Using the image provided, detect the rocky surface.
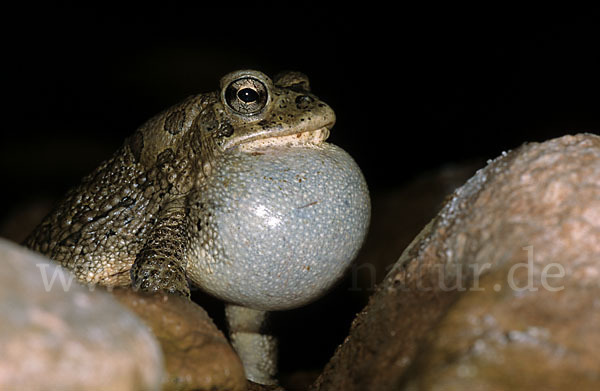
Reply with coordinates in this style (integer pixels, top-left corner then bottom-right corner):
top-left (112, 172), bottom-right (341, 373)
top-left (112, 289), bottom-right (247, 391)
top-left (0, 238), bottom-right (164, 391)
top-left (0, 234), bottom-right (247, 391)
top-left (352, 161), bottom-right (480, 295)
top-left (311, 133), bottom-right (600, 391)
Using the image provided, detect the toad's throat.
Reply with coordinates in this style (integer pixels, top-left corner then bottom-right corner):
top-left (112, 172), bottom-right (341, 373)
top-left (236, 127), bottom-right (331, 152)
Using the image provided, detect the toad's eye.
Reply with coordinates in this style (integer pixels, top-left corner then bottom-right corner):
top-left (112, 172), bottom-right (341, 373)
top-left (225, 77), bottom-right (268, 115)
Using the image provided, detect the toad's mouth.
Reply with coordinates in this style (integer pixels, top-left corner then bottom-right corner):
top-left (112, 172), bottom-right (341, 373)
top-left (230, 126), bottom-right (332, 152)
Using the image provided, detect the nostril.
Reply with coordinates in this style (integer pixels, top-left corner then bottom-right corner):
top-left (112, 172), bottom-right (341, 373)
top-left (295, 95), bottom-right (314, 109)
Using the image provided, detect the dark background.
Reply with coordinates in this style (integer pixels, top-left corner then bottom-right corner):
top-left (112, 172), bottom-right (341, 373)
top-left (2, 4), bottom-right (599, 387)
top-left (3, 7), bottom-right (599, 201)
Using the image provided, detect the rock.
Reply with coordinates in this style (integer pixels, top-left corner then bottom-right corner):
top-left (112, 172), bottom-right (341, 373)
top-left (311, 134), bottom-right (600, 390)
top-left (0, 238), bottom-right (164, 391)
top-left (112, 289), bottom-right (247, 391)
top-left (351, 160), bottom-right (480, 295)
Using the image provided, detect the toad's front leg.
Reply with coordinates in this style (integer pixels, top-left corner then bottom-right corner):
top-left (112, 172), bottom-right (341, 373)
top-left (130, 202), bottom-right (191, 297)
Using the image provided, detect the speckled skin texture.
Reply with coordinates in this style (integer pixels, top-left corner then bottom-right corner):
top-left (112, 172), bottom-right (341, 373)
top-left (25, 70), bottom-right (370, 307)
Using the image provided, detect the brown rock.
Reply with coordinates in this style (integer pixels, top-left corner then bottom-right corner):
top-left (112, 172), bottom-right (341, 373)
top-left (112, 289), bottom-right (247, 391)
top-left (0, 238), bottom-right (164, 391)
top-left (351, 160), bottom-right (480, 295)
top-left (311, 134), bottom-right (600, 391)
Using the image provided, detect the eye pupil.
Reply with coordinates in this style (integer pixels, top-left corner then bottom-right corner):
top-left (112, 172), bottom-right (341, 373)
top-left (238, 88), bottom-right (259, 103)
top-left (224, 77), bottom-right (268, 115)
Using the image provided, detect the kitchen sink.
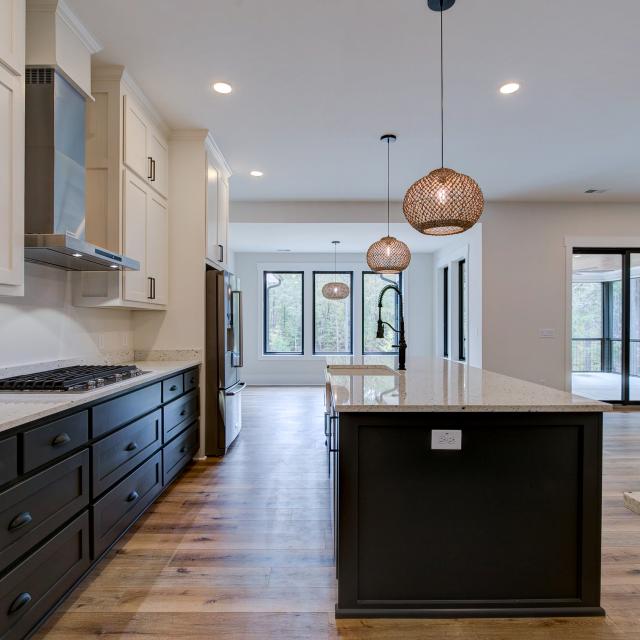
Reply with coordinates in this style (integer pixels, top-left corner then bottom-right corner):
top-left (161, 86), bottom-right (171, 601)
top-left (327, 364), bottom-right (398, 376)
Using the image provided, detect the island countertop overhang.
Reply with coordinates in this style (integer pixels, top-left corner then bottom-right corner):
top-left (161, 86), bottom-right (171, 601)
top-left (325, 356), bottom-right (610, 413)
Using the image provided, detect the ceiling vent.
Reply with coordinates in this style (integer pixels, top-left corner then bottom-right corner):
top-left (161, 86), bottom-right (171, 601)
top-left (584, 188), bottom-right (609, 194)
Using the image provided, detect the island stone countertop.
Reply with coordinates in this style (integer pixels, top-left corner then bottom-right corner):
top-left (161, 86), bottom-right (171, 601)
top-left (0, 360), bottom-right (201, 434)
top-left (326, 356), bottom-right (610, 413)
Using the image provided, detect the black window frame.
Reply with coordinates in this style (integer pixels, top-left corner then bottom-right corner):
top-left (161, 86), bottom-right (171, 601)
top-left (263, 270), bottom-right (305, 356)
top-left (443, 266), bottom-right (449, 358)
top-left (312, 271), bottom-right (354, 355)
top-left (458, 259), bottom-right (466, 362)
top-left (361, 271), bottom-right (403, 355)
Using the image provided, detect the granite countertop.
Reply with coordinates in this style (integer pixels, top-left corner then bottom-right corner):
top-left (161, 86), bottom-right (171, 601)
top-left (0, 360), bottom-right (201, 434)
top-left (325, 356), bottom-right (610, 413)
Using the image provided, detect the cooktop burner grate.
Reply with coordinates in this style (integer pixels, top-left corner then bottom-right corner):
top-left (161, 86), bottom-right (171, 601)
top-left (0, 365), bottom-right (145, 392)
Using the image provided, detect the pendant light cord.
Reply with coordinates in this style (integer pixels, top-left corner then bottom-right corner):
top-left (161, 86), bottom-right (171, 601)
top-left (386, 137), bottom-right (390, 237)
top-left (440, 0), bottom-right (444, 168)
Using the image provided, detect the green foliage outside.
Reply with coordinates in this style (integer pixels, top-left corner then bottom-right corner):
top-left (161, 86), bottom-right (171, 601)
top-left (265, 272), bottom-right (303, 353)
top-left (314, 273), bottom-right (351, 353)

**INSTRUCTIONS FOR THE TASK:** Report only how many lines in the records contain the word "island".

**WORKED SOLUTION:** 2